*** SUPPLIED INFORMATION Section Begins ***

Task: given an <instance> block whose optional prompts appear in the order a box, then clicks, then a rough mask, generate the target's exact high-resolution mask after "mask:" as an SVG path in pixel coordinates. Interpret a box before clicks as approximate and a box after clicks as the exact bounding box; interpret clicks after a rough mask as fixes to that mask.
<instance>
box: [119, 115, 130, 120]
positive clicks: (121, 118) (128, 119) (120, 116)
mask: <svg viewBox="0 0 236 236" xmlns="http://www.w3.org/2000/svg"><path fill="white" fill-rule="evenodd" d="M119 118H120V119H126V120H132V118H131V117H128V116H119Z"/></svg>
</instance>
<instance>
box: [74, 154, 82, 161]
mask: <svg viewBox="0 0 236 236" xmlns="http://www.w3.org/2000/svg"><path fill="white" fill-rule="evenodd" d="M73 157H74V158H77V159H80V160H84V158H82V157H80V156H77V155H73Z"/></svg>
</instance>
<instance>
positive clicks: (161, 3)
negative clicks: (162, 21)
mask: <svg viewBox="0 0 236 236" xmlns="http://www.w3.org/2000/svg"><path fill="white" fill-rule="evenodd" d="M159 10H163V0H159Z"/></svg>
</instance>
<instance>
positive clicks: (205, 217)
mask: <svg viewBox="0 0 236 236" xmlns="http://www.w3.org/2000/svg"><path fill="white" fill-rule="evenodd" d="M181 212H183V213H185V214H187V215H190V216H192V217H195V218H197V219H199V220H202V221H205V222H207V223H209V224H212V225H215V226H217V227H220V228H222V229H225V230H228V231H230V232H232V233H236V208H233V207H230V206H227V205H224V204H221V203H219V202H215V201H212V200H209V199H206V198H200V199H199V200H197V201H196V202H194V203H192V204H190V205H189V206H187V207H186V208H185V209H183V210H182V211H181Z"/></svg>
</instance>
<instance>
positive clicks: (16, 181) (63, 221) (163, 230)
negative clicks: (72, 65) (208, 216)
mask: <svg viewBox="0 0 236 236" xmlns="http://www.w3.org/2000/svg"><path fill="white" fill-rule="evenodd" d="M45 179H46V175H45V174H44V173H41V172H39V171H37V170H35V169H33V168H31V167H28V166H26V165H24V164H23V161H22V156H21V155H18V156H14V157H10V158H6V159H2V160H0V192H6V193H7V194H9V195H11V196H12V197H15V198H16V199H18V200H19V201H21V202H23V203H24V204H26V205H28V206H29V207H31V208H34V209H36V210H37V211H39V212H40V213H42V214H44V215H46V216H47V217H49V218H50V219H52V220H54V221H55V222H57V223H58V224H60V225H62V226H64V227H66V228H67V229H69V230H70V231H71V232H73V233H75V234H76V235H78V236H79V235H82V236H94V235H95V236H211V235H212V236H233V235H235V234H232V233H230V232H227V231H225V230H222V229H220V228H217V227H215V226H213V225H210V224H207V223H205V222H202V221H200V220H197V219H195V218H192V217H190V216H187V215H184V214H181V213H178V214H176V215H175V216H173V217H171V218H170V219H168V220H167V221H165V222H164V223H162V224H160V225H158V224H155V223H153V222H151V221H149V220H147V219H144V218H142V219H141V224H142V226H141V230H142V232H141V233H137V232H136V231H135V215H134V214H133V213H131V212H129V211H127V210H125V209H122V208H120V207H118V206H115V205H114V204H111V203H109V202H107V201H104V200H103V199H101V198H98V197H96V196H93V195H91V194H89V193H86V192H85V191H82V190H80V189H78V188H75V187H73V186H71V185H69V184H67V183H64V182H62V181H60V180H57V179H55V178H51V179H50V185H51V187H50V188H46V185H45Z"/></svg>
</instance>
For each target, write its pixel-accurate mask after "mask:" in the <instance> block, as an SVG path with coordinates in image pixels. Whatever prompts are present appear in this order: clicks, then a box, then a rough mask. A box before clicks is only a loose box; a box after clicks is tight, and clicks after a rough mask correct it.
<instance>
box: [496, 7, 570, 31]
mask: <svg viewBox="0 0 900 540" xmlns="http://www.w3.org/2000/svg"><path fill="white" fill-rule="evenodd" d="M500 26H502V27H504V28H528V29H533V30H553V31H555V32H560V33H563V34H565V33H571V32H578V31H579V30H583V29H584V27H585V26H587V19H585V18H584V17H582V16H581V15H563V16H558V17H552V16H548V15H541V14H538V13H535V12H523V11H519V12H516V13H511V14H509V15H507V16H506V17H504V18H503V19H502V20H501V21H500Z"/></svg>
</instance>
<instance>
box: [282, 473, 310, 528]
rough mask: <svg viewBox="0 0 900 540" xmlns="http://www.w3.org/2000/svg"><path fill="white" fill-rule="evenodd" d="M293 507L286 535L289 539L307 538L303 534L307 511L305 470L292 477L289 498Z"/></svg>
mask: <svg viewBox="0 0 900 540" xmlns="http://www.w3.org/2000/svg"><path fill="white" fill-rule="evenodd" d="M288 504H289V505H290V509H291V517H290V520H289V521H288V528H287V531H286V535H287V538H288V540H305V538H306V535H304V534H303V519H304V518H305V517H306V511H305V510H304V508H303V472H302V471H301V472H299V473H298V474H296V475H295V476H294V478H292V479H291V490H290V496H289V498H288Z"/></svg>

*** SUPPLIED INFORMATION Section Ends ***

TASK PROMPT: Set out the records again, exactly as they appear above.

WRITTEN RESPONSE:
Task: given an <instance> block whose optional prompts appear in the order a box, then clicks, then a rough mask, generate the target's exact high-resolution mask after "mask:" as an SVG path in pixel coordinates. Interpret a box before clicks as approximate and a box after clicks as the exact bounding box; interpret clicks after a rough mask as fixes to that mask.
<instance>
box: [119, 115, 130, 120]
positive clicks: (121, 118) (128, 119) (120, 116)
mask: <svg viewBox="0 0 236 236" xmlns="http://www.w3.org/2000/svg"><path fill="white" fill-rule="evenodd" d="M119 118H120V119H126V120H132V118H131V117H128V116H119Z"/></svg>
</instance>
<instance>
box: [74, 154, 82, 161]
mask: <svg viewBox="0 0 236 236" xmlns="http://www.w3.org/2000/svg"><path fill="white" fill-rule="evenodd" d="M73 157H74V158H77V159H80V160H84V158H82V157H80V156H77V155H73Z"/></svg>
</instance>
<instance>
positive clicks: (161, 3)
negative clicks: (162, 21)
mask: <svg viewBox="0 0 236 236" xmlns="http://www.w3.org/2000/svg"><path fill="white" fill-rule="evenodd" d="M159 10H163V0H159Z"/></svg>
</instance>
<instance>
positive clicks: (205, 217)
mask: <svg viewBox="0 0 236 236" xmlns="http://www.w3.org/2000/svg"><path fill="white" fill-rule="evenodd" d="M181 212H183V213H185V214H187V215H190V216H192V217H195V218H197V219H199V220H202V221H205V222H207V223H209V224H212V225H215V226H217V227H220V228H222V229H225V230H228V231H230V232H232V233H236V208H233V207H230V206H227V205H224V204H221V203H219V202H215V201H212V200H209V199H206V198H200V199H199V200H197V201H196V202H194V203H192V204H190V205H189V206H187V207H186V208H185V209H183V210H182V211H181Z"/></svg>
</instance>
<instance>
positive clicks: (16, 181) (63, 221) (163, 230)
negative clicks: (72, 65) (208, 216)
mask: <svg viewBox="0 0 236 236" xmlns="http://www.w3.org/2000/svg"><path fill="white" fill-rule="evenodd" d="M45 179H46V175H45V174H44V173H41V172H39V171H37V170H35V169H33V168H31V167H28V166H26V165H24V164H23V161H22V156H21V155H18V156H14V157H10V158H6V159H2V160H0V192H6V193H7V194H9V195H11V196H12V197H15V198H16V199H18V200H19V201H21V202H23V203H24V204H26V205H28V206H29V207H31V208H34V209H36V210H37V211H39V212H40V213H42V214H44V215H46V216H47V217H49V218H50V219H52V220H54V221H55V222H57V223H58V224H60V225H62V226H64V227H66V228H67V229H69V230H70V231H71V232H73V233H75V234H76V235H78V236H79V235H82V236H94V235H95V236H211V235H212V236H233V235H235V234H232V233H230V232H227V231H225V230H222V229H220V228H217V227H215V226H213V225H210V224H207V223H205V222H202V221H200V220H197V219H195V218H192V217H190V216H187V215H184V214H181V213H178V214H176V215H175V216H173V217H171V218H170V219H168V220H167V221H165V222H164V223H162V224H160V225H158V224H155V223H153V222H151V221H149V220H147V219H144V218H142V219H141V224H142V226H141V230H142V232H141V233H137V232H136V231H135V215H134V214H133V213H131V212H129V211H127V210H125V209H122V208H120V207H118V206H115V205H114V204H111V203H109V202H107V201H104V200H103V199H101V198H98V197H96V196H93V195H91V194H89V193H86V192H85V191H82V190H80V189H78V188H75V187H73V186H71V185H69V184H67V183H64V182H62V181H60V180H57V179H55V178H51V179H50V185H51V187H50V188H46V185H45Z"/></svg>
</instance>
For each target, write its pixel-accurate mask after "mask:" in the <instance> block, as an SVG path with coordinates in image pixels. Whatever prompts are present appear in this order: clicks, then a box, then a rough mask. A box before clicks is only a loose box; a box after clicks is tight, and clicks after a rough mask correct it.
<instance>
box: [496, 7, 570, 31]
mask: <svg viewBox="0 0 900 540" xmlns="http://www.w3.org/2000/svg"><path fill="white" fill-rule="evenodd" d="M500 26H502V27H504V28H528V29H533V30H553V31H555V32H560V33H563V34H565V33H571V32H578V31H579V30H583V29H584V27H585V26H587V19H585V18H584V17H582V16H581V15H563V16H558V17H552V16H548V15H541V14H538V13H535V12H523V11H519V12H516V13H511V14H509V15H507V16H506V17H504V18H503V19H502V20H501V21H500Z"/></svg>
</instance>
<instance>
box: [282, 473, 310, 528]
rough mask: <svg viewBox="0 0 900 540" xmlns="http://www.w3.org/2000/svg"><path fill="white" fill-rule="evenodd" d="M293 507L286 535L289 539L307 538L303 534L307 511L305 470L292 477L289 498Z"/></svg>
mask: <svg viewBox="0 0 900 540" xmlns="http://www.w3.org/2000/svg"><path fill="white" fill-rule="evenodd" d="M288 504H289V505H290V509H291V517H290V520H289V521H288V528H287V531H286V535H287V538H288V540H305V538H306V535H304V534H303V519H304V518H305V517H306V511H305V510H304V508H303V472H302V471H301V472H299V473H298V474H296V475H295V476H294V478H292V479H291V490H290V496H289V498H288Z"/></svg>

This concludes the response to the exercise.